[과제] 아래 자료에서 "Outline every instance of the spiny leaf." 부분이 있는 줄부터 "[[[83,100],[83,98],[81,98],[81,103],[83,106],[84,106],[84,101]]]" 부분이 있는 줄까지, 양 끝 줄을 포함해 한 글자도 바꾸지 말고 그대로 돌려주세요.

##### 자료 #####

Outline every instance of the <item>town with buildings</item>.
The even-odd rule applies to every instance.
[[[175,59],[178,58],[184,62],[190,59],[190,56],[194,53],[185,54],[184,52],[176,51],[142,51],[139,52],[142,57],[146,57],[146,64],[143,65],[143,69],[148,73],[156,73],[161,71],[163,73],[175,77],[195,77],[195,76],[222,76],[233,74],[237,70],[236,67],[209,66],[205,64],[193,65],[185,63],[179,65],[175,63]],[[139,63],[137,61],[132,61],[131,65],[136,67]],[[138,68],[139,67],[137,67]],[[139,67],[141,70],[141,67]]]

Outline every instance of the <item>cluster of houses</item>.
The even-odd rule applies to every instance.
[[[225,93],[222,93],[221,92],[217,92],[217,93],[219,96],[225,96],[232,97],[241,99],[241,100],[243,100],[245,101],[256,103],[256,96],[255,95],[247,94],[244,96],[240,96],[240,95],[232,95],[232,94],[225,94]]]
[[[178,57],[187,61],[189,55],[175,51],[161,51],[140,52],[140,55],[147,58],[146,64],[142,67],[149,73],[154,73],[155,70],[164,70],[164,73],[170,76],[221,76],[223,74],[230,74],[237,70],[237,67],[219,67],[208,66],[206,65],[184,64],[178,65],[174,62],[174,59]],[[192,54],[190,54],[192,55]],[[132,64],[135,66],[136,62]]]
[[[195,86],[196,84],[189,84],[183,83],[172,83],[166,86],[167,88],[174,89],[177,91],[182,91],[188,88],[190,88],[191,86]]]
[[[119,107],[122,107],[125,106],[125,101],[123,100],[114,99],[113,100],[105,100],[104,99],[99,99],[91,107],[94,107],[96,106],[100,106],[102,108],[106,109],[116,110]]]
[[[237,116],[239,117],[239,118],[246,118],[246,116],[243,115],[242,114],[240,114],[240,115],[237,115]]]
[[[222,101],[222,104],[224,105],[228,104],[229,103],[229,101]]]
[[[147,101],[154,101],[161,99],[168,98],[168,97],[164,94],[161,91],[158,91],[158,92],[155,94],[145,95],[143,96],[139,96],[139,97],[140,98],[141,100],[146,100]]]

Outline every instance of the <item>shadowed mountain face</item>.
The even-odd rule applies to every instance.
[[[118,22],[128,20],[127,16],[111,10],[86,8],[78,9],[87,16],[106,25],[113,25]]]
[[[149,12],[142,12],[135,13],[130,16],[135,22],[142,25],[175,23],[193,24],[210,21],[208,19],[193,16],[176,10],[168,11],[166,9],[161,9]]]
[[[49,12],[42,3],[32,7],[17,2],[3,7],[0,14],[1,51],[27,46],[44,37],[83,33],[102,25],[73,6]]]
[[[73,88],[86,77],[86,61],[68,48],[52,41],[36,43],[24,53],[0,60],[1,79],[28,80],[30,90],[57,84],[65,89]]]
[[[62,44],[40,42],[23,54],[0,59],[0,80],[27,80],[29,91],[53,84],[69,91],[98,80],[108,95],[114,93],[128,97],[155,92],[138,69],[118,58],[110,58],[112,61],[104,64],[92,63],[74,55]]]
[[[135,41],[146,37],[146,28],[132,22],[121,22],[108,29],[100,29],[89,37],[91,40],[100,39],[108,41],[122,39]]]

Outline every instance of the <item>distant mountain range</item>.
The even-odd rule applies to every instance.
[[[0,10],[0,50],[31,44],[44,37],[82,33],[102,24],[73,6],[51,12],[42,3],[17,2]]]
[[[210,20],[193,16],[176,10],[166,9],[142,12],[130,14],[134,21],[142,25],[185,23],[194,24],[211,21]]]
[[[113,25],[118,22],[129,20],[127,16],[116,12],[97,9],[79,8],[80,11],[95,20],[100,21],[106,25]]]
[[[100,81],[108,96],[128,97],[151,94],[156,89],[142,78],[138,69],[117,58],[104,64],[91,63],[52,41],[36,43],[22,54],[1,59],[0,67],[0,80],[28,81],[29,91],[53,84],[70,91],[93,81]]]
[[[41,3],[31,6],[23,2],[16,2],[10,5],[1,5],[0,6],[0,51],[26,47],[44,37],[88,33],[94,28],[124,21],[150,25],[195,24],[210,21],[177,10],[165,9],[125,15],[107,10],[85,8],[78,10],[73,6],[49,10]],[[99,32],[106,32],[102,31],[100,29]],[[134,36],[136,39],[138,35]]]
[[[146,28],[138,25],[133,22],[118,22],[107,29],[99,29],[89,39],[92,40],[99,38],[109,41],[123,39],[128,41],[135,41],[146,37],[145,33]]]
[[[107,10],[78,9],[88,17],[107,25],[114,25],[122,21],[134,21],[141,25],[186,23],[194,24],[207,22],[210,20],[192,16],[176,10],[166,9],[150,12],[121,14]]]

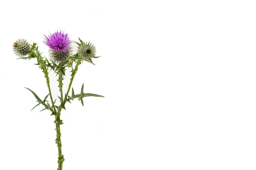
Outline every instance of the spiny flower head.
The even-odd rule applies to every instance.
[[[86,43],[81,41],[81,43],[79,44],[77,48],[77,53],[80,57],[92,61],[92,58],[95,57],[96,54],[96,48],[94,45],[92,45],[91,43]]]
[[[30,45],[26,40],[19,39],[12,45],[12,49],[15,54],[18,57],[23,57],[30,51]]]
[[[72,41],[68,37],[67,34],[60,31],[50,34],[48,37],[45,36],[44,42],[53,51],[65,52],[69,48]]]
[[[68,62],[70,56],[72,55],[72,48],[70,46],[65,50],[65,52],[61,51],[49,50],[50,58],[53,62],[60,65],[64,65]]]

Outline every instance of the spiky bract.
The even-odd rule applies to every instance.
[[[12,45],[15,54],[18,57],[24,57],[28,54],[30,51],[30,45],[26,40],[19,39]]]
[[[95,57],[96,54],[96,48],[90,42],[84,42],[78,46],[77,52],[80,57],[92,61],[92,58]]]
[[[70,46],[66,50],[65,52],[61,51],[49,50],[49,55],[51,60],[58,63],[59,65],[63,65],[68,62],[71,56],[72,50]]]

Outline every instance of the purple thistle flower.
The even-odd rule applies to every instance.
[[[64,32],[58,32],[57,31],[52,34],[50,34],[48,37],[45,35],[45,40],[44,41],[44,42],[53,51],[65,52],[67,49],[69,48],[69,45],[72,42],[67,36],[67,34],[64,34]]]

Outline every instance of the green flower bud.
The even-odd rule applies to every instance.
[[[26,40],[19,39],[15,41],[12,45],[15,54],[18,57],[24,57],[30,51],[30,45]]]
[[[77,52],[80,57],[92,61],[92,58],[95,57],[96,48],[90,42],[84,42],[78,46]]]

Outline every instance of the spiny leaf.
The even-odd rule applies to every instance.
[[[40,110],[40,112],[41,112],[43,110],[45,110],[47,109],[48,108],[45,108],[44,109],[42,109],[41,110]]]
[[[69,98],[68,99],[68,100],[73,100],[73,99],[75,98],[79,98],[79,99],[80,99],[81,100],[83,97],[89,96],[95,96],[95,97],[104,97],[104,96],[101,96],[101,95],[98,95],[98,94],[91,94],[91,93],[84,93],[84,94],[76,94],[76,95],[74,96],[73,96],[70,97],[70,98]]]
[[[83,100],[83,98],[81,98],[81,103],[83,106],[84,106],[84,101]]]
[[[86,60],[86,59],[84,59],[84,58],[83,58],[79,57],[70,57],[70,60],[81,60],[87,61],[88,62],[90,62],[91,64],[93,64],[93,65],[95,65],[95,64],[94,63],[93,63],[93,62],[92,62],[91,61],[88,60]]]
[[[98,56],[98,57],[93,56],[93,57],[94,58],[97,58],[100,57],[101,57],[101,56]]]
[[[84,44],[84,43],[83,42],[83,41],[82,41],[81,40],[81,39],[80,39],[79,37],[78,37],[78,39],[80,41],[80,42],[81,42],[81,44]]]
[[[32,110],[33,110],[33,109],[34,109],[36,107],[37,107],[37,106],[38,106],[38,105],[39,105],[40,104],[40,103],[38,103],[37,105],[36,105],[34,108],[33,108],[32,109],[31,109],[31,110],[30,110],[30,111],[32,111]]]
[[[32,91],[31,90],[29,89],[29,88],[26,88],[27,89],[28,89],[28,90],[30,91],[30,92],[31,92],[31,93],[32,93],[32,94],[34,95],[34,96],[35,96],[35,98],[38,100],[38,101],[39,103],[42,104],[44,106],[45,106],[46,108],[47,107],[47,105],[44,103],[44,102],[43,102],[42,101],[42,100],[41,100],[41,99],[39,98],[39,97],[38,97],[38,96],[34,91]]]
[[[49,95],[49,94],[48,94],[46,95],[46,96],[44,98],[44,101],[43,101],[44,102],[45,102],[45,101],[46,100],[46,99],[47,99],[47,98],[48,96]]]
[[[72,88],[72,97],[75,96],[75,92],[74,92],[74,89]]]
[[[76,41],[74,41],[75,42],[76,42],[76,44],[77,44],[78,45],[79,45],[79,46],[81,45],[81,44],[80,44],[77,42],[76,42]]]
[[[84,83],[83,83],[83,85],[82,85],[82,88],[81,88],[81,94],[83,94],[84,93]]]

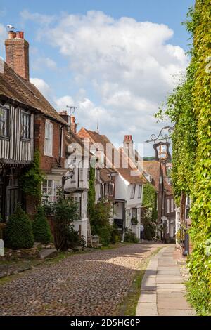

#####

[전체 답안]
Outline every instance of the spiny leaf.
The even-odd rule applies to every instance.
[[[40,110],[40,112],[41,112],[43,110],[45,110],[47,109],[48,108],[45,108],[44,109],[42,109],[41,110]]]
[[[69,98],[68,99],[68,100],[73,100],[73,99],[75,98],[79,98],[79,99],[80,99],[81,100],[83,97],[89,96],[95,96],[95,97],[104,97],[104,96],[101,96],[101,95],[98,95],[98,94],[91,94],[91,93],[84,93],[84,94],[76,94],[76,95],[74,96],[73,96],[70,97],[70,98]]]
[[[83,100],[83,98],[81,98],[81,103],[83,106],[84,106],[84,101]]]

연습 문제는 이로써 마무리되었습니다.